**Actions to take**
1 - Translate this sentence from the Red Allen text into Spanish: "He learned to play from his father, a longshoreman by day who led his own well-respected brass band."
2 - Name every musician the Red Allen text lists as a member of The Rhythmakers band.
3 - Carry the text on trumpeter Henry 'Red' Allen forward from its final sentence.

The program is distributed in the US by Public Radio International, on Sirius/XM satellite radio and can be streamed on-demand from the Riverwalk Jazz website. You can also drop in on a continuous stream of shows at the Stanford Archive of Recorded Sound.

Off the bandstand, trumpeter Henry ‘Red’ Allen was reserved—as a performer, he was anything but. His solos were inventive, his vocals entertaining, and he could charm audiences out of their seats.

‘Red’ spoke in a soft New Orleans drawl, and had a daredevil edge to his trumpet style. He recorded with Jelly Roll Morton, King Oliver and Louis Armstrong. He played the trumpet in popular New York jazz orchestras and led his own prestigious groups.

He learned to play from his father, a longshoreman by day who led his own well-respected brass band. Honing his skills as a teenager, playing fish fries and lawn parties, Allen Jr. graduated to working aboard Mississippi riverboats where he played the steam calliope above deck when he wasn’t on the bandstand.

Leery of being stranded on the road, Allen finally took the plunge in 1927 and headed out on tour with one of his heroes—King Oliver. Talented beyond his years but homesick in New York, he returned to New Orleans and work on the riverboats. Then in 1929 he accepted an offer to join the Luis Russell Orchestra in New York, where he shared the bandstand with New Orleans compatriots Paul Barbarin, Albert Nicholas and Pops Foster.

From the 1930s onward, Red was an important presence in New York. He created his fiery, distinctive trumpet style by combining tradition and experimentation. His playing was unlike anyone else, and his solos were often startlingly innovative and unpredictable.

Red Allen was a star soloist with Fletcher Henderson, the Mills Blue Rhythm Band—with whom he recorded his signature hit, “Ride, Red Ride”—and appeared with Benny Goodman, Billie Holiday and Teddy Wilson. During this period, his recorded work was highly regarded and widely influential. In 1932 he made a series of records, now known and highly prized as The Rhythmakers, backing vocalist Billy Banks. The band was a unique multi-racial collection of hot jazz players that included Pee Wee Russell, Tommy Dorsey, Fats Waller, Pops Foster, Eddie Condon and Zutty Singleton. Hot tracks from The Rhythmakers sessions include, “Who’s Sorry Now?” and “I Would Do Anything for You,” featuring in our show this week the gifted guest trumpet player Duke Heitger.

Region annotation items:

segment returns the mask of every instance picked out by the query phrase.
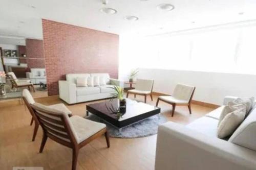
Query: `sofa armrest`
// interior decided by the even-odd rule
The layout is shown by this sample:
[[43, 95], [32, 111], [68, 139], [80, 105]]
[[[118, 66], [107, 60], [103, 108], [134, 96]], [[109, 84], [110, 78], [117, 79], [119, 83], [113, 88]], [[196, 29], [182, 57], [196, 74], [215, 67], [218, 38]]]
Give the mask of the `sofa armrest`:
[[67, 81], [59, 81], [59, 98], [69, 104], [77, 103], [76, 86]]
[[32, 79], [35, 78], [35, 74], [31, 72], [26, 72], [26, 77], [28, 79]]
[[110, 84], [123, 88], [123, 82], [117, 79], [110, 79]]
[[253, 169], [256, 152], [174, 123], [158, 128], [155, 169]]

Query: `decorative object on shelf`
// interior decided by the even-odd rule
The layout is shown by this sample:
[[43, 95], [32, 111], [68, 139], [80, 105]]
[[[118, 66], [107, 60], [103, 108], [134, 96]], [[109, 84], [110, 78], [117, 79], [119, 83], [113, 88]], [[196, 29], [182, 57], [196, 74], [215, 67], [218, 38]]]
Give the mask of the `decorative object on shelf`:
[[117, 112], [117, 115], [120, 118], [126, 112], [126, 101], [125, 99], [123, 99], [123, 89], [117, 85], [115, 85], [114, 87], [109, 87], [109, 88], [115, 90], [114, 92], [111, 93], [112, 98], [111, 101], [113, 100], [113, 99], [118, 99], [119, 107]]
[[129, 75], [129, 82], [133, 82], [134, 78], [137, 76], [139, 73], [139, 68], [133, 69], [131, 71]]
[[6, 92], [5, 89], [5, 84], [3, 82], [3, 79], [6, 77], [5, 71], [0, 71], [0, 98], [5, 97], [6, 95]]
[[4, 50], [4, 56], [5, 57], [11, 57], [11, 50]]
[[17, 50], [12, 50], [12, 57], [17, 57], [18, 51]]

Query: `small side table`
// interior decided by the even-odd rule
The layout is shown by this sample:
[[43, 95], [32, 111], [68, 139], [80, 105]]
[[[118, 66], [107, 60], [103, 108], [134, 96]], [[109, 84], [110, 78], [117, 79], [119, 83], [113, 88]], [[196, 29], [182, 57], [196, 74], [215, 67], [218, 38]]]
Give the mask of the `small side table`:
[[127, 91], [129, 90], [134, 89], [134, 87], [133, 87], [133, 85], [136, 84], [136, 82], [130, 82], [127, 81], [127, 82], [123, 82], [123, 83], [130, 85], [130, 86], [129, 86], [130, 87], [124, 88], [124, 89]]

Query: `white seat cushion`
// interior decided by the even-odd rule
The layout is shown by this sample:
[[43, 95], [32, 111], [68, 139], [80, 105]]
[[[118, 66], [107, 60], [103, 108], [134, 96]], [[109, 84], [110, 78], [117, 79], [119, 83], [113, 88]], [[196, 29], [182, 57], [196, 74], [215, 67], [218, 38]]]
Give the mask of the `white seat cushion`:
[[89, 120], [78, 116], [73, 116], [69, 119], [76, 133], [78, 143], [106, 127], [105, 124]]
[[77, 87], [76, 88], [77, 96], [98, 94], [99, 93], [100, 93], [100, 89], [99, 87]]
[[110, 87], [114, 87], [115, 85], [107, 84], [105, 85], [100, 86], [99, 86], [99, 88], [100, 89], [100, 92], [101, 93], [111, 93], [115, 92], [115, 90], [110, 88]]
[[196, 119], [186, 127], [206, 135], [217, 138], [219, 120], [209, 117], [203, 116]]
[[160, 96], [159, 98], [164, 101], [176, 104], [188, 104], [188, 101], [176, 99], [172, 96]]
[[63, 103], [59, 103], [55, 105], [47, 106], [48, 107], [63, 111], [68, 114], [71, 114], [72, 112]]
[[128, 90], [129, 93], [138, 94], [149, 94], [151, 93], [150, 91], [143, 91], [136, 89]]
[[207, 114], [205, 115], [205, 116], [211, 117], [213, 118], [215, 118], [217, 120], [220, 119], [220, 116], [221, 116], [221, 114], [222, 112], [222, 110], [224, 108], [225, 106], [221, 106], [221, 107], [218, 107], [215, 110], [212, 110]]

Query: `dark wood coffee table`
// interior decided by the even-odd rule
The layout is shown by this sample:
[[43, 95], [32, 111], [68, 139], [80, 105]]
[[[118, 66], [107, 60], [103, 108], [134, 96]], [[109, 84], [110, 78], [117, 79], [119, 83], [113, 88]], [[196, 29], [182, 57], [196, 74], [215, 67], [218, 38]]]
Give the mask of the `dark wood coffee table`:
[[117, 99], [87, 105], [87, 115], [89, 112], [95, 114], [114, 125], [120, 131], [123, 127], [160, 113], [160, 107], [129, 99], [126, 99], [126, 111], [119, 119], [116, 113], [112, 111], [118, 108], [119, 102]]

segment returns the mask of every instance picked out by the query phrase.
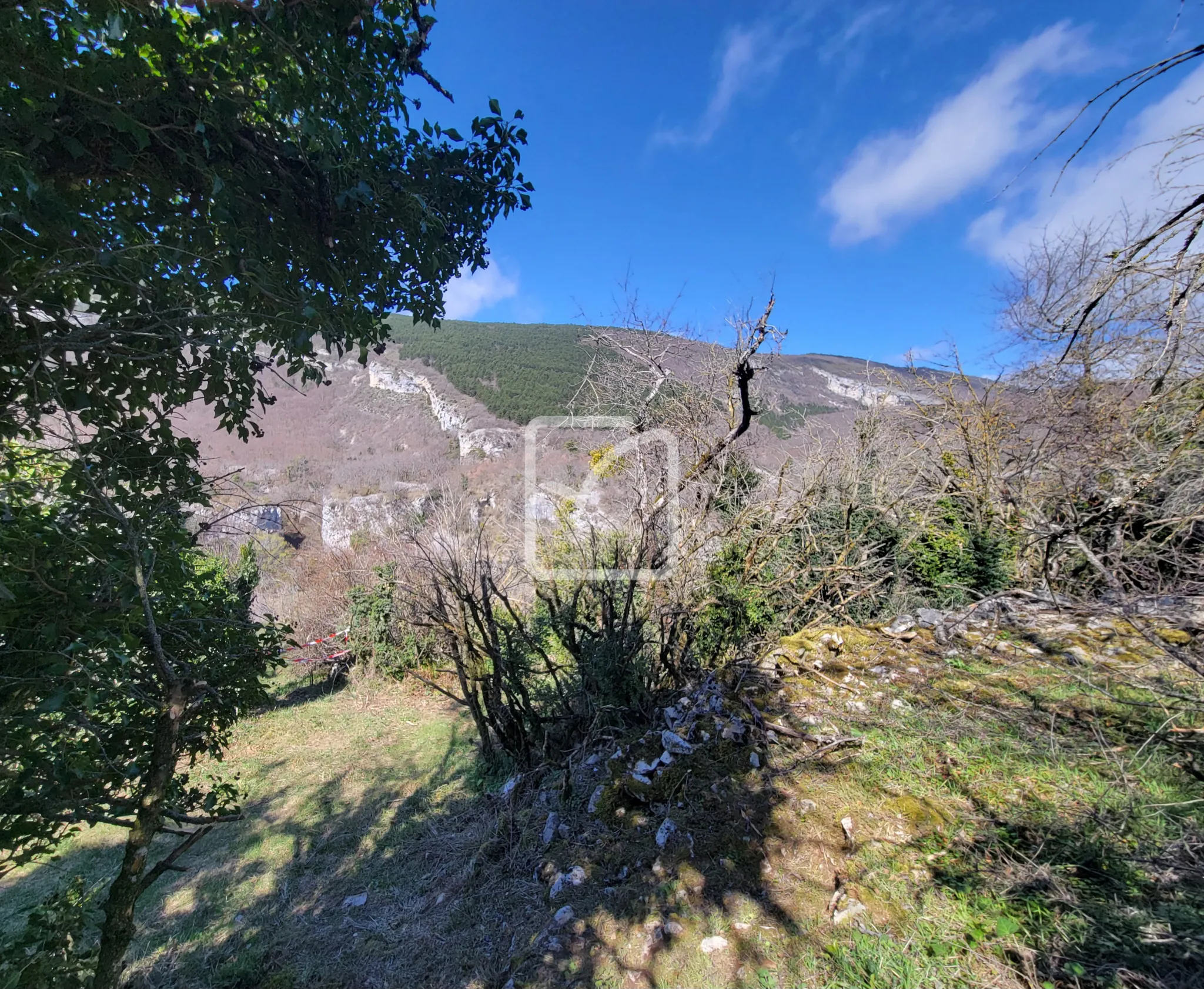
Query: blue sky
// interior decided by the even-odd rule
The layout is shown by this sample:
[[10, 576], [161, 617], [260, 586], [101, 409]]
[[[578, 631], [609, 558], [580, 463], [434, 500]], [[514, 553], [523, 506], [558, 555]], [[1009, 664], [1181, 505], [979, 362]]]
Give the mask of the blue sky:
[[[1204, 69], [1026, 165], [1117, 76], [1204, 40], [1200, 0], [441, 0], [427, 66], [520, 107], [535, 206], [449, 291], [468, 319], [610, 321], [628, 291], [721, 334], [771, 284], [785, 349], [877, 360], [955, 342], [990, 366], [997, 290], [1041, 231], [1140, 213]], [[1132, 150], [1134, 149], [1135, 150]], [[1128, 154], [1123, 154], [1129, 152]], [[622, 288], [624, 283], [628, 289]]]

**Exercise responses**
1 - Aprendió a tocar de su padre, estibador de día, que dirigía su propia banda de metales muy respetada.

2 - Pee Wee Russell, Tommy Dorsey, Fats Waller, Pops Foster, Eddie Condon, Zutty Singleton

3 -
Throughout his long career, Allen continued to record under his own name. Particularly noteworthy was a 1933 collaboration with saxophonist Coleman Hawkins, which produced popular hot records such as, “Ain’t ‘Cha Got Music.”

Allen re-joined Luis Russell in 1937 to play in the trumpet section behind Louis Armstrong. In the 1940s, Allen’s time was divided between club engagements in New York, Boston and Chicago, appearing often with Billie Holiday, Sidney Bechet and Art Tatum.

Beginning in the mid-50s, for almost a decade, the sober, gentlemanly trumpeter played hot jazz for a wild scene of well-lubricated college students at New York’s Central Plaza. The action took place in a large ballroom on the top floor of a five-story building on Manhattan’s lower East Side. Allen shared the bandstand with jazz legends such as Willie "The Lion" Smith, Ralph Sutton and Coleman Hawkins—in non-stop jam sessions.

Red also had a long standing gig leading his own All-Stars at the Metropole Cafe near Times Square; and he renewed his recording with Coleman Hawkins. In 1957 Red’s group was featured in the legendary CBS-TV show, The Sound of Jazz. Then in 1959 Allen toured Europe with Kid Ory to widespread acclaim from fans and critics.

A tribute concert, held in New York when Red Allen died in 1967 included many of his friends and colleagues—Coleman Hawkins, J.C. Higginbotham, Bud Freeman, Earl Hines, Clark Terry Pee Wee Russell, Bobby Hackett and others.

Asked about the future of jazz in a 1966 interview, Red Allen said he had no fears about jazz continuing because new generations of musicians will always be trying out new things. “But,” he said, “I only hope they combine their innovations with listening to players who have gone before.”